◆ **Records excerpted from a collection**:
__________________________________________________
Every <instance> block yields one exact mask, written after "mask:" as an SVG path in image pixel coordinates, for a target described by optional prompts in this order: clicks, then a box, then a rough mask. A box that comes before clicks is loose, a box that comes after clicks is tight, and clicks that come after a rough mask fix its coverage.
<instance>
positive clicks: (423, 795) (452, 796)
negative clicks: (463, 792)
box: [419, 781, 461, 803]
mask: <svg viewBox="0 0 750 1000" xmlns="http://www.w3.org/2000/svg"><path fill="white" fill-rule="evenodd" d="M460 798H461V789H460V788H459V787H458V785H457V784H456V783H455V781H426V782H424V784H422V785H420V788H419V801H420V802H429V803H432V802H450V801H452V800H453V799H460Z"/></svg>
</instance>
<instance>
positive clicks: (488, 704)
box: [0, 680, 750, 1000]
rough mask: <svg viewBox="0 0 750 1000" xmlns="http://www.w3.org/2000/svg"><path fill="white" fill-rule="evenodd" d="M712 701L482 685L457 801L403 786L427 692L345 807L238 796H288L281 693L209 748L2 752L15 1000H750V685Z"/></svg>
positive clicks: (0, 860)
__________________________________________________
◆ **Task to carry out**: Each entry should be retyped exactly as given.

◆ **Your response**:
Every <instance> block yields one exact mask, written after "mask:" as an SVG path in image pixel coordinates, for a target described by optional prompts in this order: clicks, then a box, then a rough mask. A box that comes before clicks is loose, a box that comes after clicks is tight, and clicks that come after a rough mask fix its coverage.
<instance>
positive clicks: (423, 795) (452, 796)
negative clicks: (463, 792)
box: [419, 781, 461, 803]
mask: <svg viewBox="0 0 750 1000" xmlns="http://www.w3.org/2000/svg"><path fill="white" fill-rule="evenodd" d="M460 798H461V789H460V788H459V787H458V785H457V784H456V783H455V781H426V782H424V784H422V785H420V788H419V801H420V802H429V803H432V802H450V801H452V800H453V799H460Z"/></svg>
</instance>
<instance>
positive clicks: (488, 704)
box: [0, 680, 750, 1000]
rough mask: <svg viewBox="0 0 750 1000" xmlns="http://www.w3.org/2000/svg"><path fill="white" fill-rule="evenodd" d="M712 701L482 685L457 801L403 786L427 692L345 807L238 796H288L281 693L209 748L2 752L15 1000H750V685Z"/></svg>
positive clicks: (0, 860)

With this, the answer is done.